PROBLEM SET
(a) Name every person the open letter about the gardening clients mentions by name.
(b) Write what comes next in the open letter about the gardening clients, picking up after its last line.

ARTICLE

— START —

(An open letter to two former gardening clients)
Dear Sue and Doug:
As 2013 draws to a close, I'm reflecting on the "highs and lows" gardening-wise over the year. I wasn't surprised to hear that you decided to move, downsize and spend more time travelling. Still, I'll miss spending time in your garden.
I think we first met about 8 years ago when I was gardening at the church (Islington United Church) and you must have got my number from Rosemary. You'd asked me to, first, put down a short fieldstone path around some perennial beds and towards the back pergola. Then, over time, the garden enchanted me.
Of course, over the years, we:
- fretted over the possibility/likelihood of the oakleaf hydrangeas blooming on old or new wood (still a mystery to me, they do what they want to do)

— END —

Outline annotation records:
— START —

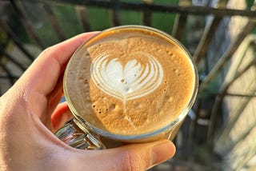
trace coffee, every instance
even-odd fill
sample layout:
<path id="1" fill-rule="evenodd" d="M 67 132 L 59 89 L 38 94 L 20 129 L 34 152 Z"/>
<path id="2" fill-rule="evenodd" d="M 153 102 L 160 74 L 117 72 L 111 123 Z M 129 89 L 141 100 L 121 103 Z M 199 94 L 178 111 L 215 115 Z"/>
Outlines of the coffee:
<path id="1" fill-rule="evenodd" d="M 166 126 L 187 108 L 194 70 L 176 41 L 124 27 L 102 32 L 77 50 L 64 91 L 71 110 L 90 125 L 114 134 L 144 134 Z"/>

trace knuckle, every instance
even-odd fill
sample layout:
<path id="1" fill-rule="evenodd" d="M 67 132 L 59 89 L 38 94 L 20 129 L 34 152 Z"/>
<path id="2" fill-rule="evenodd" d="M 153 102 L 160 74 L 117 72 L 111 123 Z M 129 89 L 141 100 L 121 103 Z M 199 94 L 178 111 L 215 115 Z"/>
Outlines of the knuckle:
<path id="1" fill-rule="evenodd" d="M 148 161 L 140 153 L 127 150 L 124 153 L 123 168 L 126 171 L 146 170 Z"/>

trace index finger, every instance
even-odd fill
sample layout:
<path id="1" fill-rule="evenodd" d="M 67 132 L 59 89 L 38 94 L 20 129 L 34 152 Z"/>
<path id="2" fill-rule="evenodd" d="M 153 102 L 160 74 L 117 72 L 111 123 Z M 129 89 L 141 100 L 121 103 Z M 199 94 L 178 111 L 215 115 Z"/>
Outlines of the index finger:
<path id="1" fill-rule="evenodd" d="M 45 50 L 20 79 L 22 86 L 47 96 L 74 52 L 97 32 L 82 34 Z"/>

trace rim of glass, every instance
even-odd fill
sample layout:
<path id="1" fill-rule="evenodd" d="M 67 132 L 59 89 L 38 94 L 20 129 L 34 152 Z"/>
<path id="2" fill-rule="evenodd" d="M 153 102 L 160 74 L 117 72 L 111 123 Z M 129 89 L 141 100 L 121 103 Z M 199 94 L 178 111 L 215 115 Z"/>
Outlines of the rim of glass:
<path id="1" fill-rule="evenodd" d="M 186 108 L 183 109 L 183 110 L 182 111 L 182 113 L 178 115 L 178 117 L 177 117 L 177 118 L 175 118 L 174 121 L 170 121 L 170 124 L 166 125 L 166 126 L 157 129 L 155 131 L 153 132 L 150 132 L 150 133 L 142 133 L 142 134 L 138 134 L 138 135 L 122 135 L 122 134 L 115 134 L 115 133 L 112 133 L 105 130 L 102 130 L 101 129 L 98 129 L 97 127 L 95 127 L 94 125 L 93 125 L 92 124 L 90 124 L 89 121 L 85 121 L 79 114 L 78 112 L 75 109 L 74 106 L 73 105 L 69 95 L 68 95 L 68 90 L 66 89 L 66 86 L 65 86 L 65 82 L 66 82 L 66 73 L 69 68 L 69 63 L 67 64 L 66 71 L 65 71 L 65 74 L 64 74 L 64 83 L 63 83 L 63 89 L 64 89 L 64 95 L 66 97 L 66 101 L 73 113 L 73 115 L 74 116 L 74 117 L 78 121 L 78 122 L 82 125 L 78 125 L 82 129 L 88 129 L 88 127 L 92 129 L 94 132 L 95 132 L 96 133 L 98 133 L 103 137 L 110 137 L 110 138 L 113 138 L 113 139 L 117 139 L 117 140 L 138 140 L 138 139 L 144 139 L 144 138 L 147 138 L 147 137 L 151 137 L 153 136 L 158 135 L 159 133 L 164 133 L 167 130 L 169 130 L 170 129 L 171 129 L 174 125 L 175 125 L 176 124 L 179 123 L 181 121 L 183 120 L 183 118 L 185 118 L 185 117 L 187 115 L 187 113 L 189 113 L 189 111 L 190 110 L 190 109 L 192 108 L 194 102 L 195 101 L 197 93 L 198 93 L 198 70 L 197 70 L 197 67 L 195 66 L 194 62 L 193 61 L 193 58 L 191 57 L 191 54 L 190 54 L 190 52 L 187 50 L 187 49 L 178 41 L 175 38 L 174 38 L 173 36 L 170 35 L 167 33 L 165 33 L 162 30 L 159 30 L 158 29 L 153 28 L 153 27 L 150 27 L 150 26 L 139 26 L 139 25 L 127 25 L 127 26 L 115 26 L 115 27 L 111 27 L 106 30 L 104 30 L 101 32 L 99 32 L 98 34 L 95 34 L 94 36 L 93 36 L 92 38 L 89 38 L 88 40 L 86 40 L 85 42 L 83 42 L 78 49 L 74 53 L 74 54 L 72 55 L 71 58 L 74 58 L 76 54 L 80 51 L 82 50 L 82 49 L 84 48 L 84 46 L 86 46 L 87 43 L 90 43 L 90 42 L 94 41 L 94 39 L 95 38 L 97 38 L 98 36 L 101 35 L 102 34 L 104 34 L 106 32 L 111 32 L 116 30 L 122 30 L 122 29 L 133 29 L 133 30 L 150 30 L 154 32 L 156 34 L 158 34 L 161 37 L 163 37 L 165 38 L 167 38 L 168 40 L 173 41 L 174 42 L 175 42 L 183 51 L 185 54 L 186 54 L 187 55 L 187 58 L 190 62 L 190 66 L 194 70 L 194 91 L 193 93 L 191 95 L 190 100 L 188 102 L 187 105 L 186 106 Z M 83 129 L 83 127 L 85 127 Z"/>

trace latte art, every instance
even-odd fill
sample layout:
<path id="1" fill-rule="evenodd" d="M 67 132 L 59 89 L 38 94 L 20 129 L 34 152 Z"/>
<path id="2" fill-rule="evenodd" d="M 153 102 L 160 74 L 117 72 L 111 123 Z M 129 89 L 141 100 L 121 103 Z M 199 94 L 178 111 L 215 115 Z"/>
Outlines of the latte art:
<path id="1" fill-rule="evenodd" d="M 197 81 L 190 55 L 174 39 L 131 28 L 103 31 L 85 42 L 64 78 L 74 116 L 118 135 L 153 133 L 181 119 Z"/>
<path id="2" fill-rule="evenodd" d="M 91 78 L 105 93 L 122 100 L 141 97 L 150 93 L 161 84 L 163 71 L 161 64 L 150 54 L 134 53 L 138 58 L 122 64 L 118 58 L 100 55 L 92 62 Z M 138 59 L 146 57 L 148 63 Z"/>

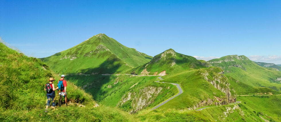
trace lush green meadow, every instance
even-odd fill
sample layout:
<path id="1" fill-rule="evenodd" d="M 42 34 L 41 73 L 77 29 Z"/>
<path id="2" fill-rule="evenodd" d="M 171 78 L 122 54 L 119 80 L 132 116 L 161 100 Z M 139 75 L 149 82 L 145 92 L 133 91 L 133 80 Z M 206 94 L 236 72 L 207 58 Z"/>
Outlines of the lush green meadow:
<path id="1" fill-rule="evenodd" d="M 125 71 L 148 62 L 152 58 L 100 34 L 41 59 L 60 74 L 101 74 Z"/>
<path id="2" fill-rule="evenodd" d="M 0 43 L 0 121 L 137 121 L 115 107 L 94 107 L 96 102 L 92 96 L 70 82 L 68 83 L 68 100 L 86 107 L 63 105 L 44 112 L 46 97 L 44 85 L 50 77 L 58 80 L 58 76 L 53 74 L 39 60 Z"/>
<path id="3" fill-rule="evenodd" d="M 239 86 L 234 85 L 239 90 L 239 94 L 268 92 L 279 94 L 281 91 L 281 84 L 277 81 L 281 76 L 281 71 L 259 66 L 245 56 L 227 56 L 208 62 L 213 66 L 221 67 L 226 75 L 241 83 Z"/>

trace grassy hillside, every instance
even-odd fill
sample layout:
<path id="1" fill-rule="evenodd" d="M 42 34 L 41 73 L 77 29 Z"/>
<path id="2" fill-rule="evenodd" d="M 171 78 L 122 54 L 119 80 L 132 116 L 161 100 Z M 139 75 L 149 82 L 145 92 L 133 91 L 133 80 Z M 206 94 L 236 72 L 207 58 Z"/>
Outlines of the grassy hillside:
<path id="1" fill-rule="evenodd" d="M 94 74 L 119 73 L 146 63 L 152 58 L 100 34 L 41 59 L 58 73 Z"/>
<path id="2" fill-rule="evenodd" d="M 170 49 L 156 55 L 149 62 L 134 69 L 130 73 L 141 75 L 172 74 L 192 68 L 206 67 L 206 63 Z"/>
<path id="3" fill-rule="evenodd" d="M 96 75 L 68 77 L 75 84 L 92 94 L 100 103 L 117 106 L 131 113 L 154 106 L 178 92 L 173 85 L 154 82 L 157 80 L 156 76 Z"/>
<path id="4" fill-rule="evenodd" d="M 280 96 L 241 96 L 238 104 L 212 106 L 201 111 L 172 108 L 144 111 L 137 117 L 143 122 L 281 121 Z"/>
<path id="5" fill-rule="evenodd" d="M 59 78 L 52 74 L 39 60 L 0 43 L 0 121 L 137 121 L 118 109 L 94 107 L 92 96 L 70 82 L 68 100 L 86 107 L 63 106 L 44 112 L 46 98 L 44 86 L 50 77 Z"/>
<path id="6" fill-rule="evenodd" d="M 237 99 L 249 112 L 271 122 L 281 121 L 281 96 L 239 96 Z"/>
<path id="7" fill-rule="evenodd" d="M 257 64 L 265 67 L 271 67 L 281 71 L 281 66 L 273 63 L 267 63 L 264 62 L 255 62 Z"/>
<path id="8" fill-rule="evenodd" d="M 163 77 L 162 81 L 180 84 L 184 92 L 159 109 L 195 109 L 235 102 L 236 93 L 229 85 L 230 80 L 218 73 L 221 71 L 219 68 L 211 67 Z"/>
<path id="9" fill-rule="evenodd" d="M 268 92 L 279 94 L 281 91 L 281 83 L 279 80 L 281 72 L 260 66 L 245 56 L 229 55 L 208 62 L 212 66 L 221 68 L 225 74 L 237 80 L 235 82 L 240 85 L 233 86 L 239 94 L 239 92 L 257 94 Z M 257 92 L 253 93 L 253 91 Z"/>

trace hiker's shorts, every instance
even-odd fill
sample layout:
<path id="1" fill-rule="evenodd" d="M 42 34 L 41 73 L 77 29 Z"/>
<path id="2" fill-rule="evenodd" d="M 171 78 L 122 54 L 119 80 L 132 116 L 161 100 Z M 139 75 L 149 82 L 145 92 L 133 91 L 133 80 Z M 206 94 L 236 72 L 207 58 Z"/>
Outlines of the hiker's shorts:
<path id="1" fill-rule="evenodd" d="M 50 106 L 50 103 L 52 100 L 52 105 L 54 107 L 56 106 L 56 104 L 55 104 L 55 100 L 54 99 L 55 98 L 55 92 L 53 91 L 51 93 L 48 94 L 47 93 L 47 102 L 46 103 L 46 105 Z"/>
<path id="2" fill-rule="evenodd" d="M 63 94 L 62 94 L 61 93 L 61 92 L 59 92 L 58 93 L 58 95 L 60 95 L 60 96 L 63 96 Z M 66 95 L 67 95 L 67 92 L 66 92 L 65 93 L 65 94 Z"/>

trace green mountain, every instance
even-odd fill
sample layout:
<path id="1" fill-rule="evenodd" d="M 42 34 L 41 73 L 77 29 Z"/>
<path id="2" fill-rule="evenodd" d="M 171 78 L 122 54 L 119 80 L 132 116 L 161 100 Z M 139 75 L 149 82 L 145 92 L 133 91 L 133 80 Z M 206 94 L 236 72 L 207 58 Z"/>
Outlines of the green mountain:
<path id="1" fill-rule="evenodd" d="M 152 58 L 100 34 L 41 60 L 60 74 L 100 74 L 124 71 L 146 63 Z"/>
<path id="2" fill-rule="evenodd" d="M 204 106 L 235 102 L 236 94 L 229 82 L 236 80 L 224 76 L 220 68 L 206 67 L 208 64 L 170 49 L 155 56 L 151 62 L 132 69 L 133 72 L 140 71 L 141 76 L 96 74 L 69 77 L 76 85 L 95 96 L 95 100 L 100 103 L 117 106 L 131 113 L 151 109 L 178 92 L 174 86 L 154 82 L 159 80 L 159 76 L 153 75 L 164 75 L 160 71 L 163 71 L 169 74 L 163 77 L 163 81 L 179 84 L 186 92 L 159 109 L 173 106 L 179 110 L 194 109 Z M 146 65 L 147 69 L 142 71 L 138 69 Z M 144 74 L 143 70 L 155 72 Z M 199 93 L 201 95 L 198 95 Z M 182 102 L 180 100 L 184 98 L 186 100 Z"/>
<path id="3" fill-rule="evenodd" d="M 69 106 L 44 112 L 46 97 L 44 86 L 50 77 L 59 78 L 53 74 L 40 60 L 0 43 L 0 121 L 138 121 L 118 109 L 95 107 L 92 96 L 71 82 L 67 83 Z M 79 106 L 83 106 L 85 107 Z"/>
<path id="4" fill-rule="evenodd" d="M 237 80 L 236 82 L 240 85 L 232 86 L 239 94 L 279 94 L 281 91 L 281 72 L 261 67 L 244 55 L 228 55 L 208 62 L 221 68 L 225 74 Z"/>
<path id="5" fill-rule="evenodd" d="M 265 67 L 271 67 L 275 68 L 278 71 L 281 71 L 281 66 L 278 66 L 273 63 L 267 63 L 264 62 L 255 62 L 257 64 Z"/>
<path id="6" fill-rule="evenodd" d="M 159 75 L 179 72 L 190 69 L 206 67 L 207 63 L 191 56 L 177 53 L 172 49 L 156 55 L 149 62 L 133 69 L 132 74 Z"/>

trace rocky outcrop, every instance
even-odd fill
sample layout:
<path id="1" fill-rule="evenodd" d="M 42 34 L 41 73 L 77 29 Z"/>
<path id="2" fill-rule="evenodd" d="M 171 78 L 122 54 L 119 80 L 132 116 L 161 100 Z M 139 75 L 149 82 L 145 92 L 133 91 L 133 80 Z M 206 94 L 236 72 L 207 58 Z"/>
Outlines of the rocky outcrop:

— END —

ANSWER LIST
(a) Sue, Doug, Rosemary

(b)
|"Sum and Substance" hosta and oakleaf hydrangeas|
- resigned to seeing the slug and snails wreaking havoc with the hostas
- tried to tame to wild and woolly trumpet vine
- complained about the condition of the front lawn
- marvelled at the Paper Birch's beauty
- laughed at how the Pagoda dogwood grew from a sapling near the compost bin, likely introduced through a bird dropping!
After my last visit before your move, I realized that I would miss the garden more than I thought.
I think a garden gives back to the gardener in many ways, dividends that enrich the soul and psyche (to mix metaphors.) I always found your garden to be restful and even idyllic with the pond gurgling away. Yes, it was visually nice to look at, with the iris and peonies blooming in the spring and later with the monkshood and bugbane tying up the year. And, although I'll miss the weeding and fussing about the garden, deadheading here and there, I'll really miss my experiences with you both: sharing time over coffee, talking about the kids and grandkids, and even commiserating about aches and pains due to aging!
Thank you for providing a space for me to develop and implement my creative thoughts about garden design and, much more importantly, showing me how to be a better person, with your kindness and generosity, in and outside the garden.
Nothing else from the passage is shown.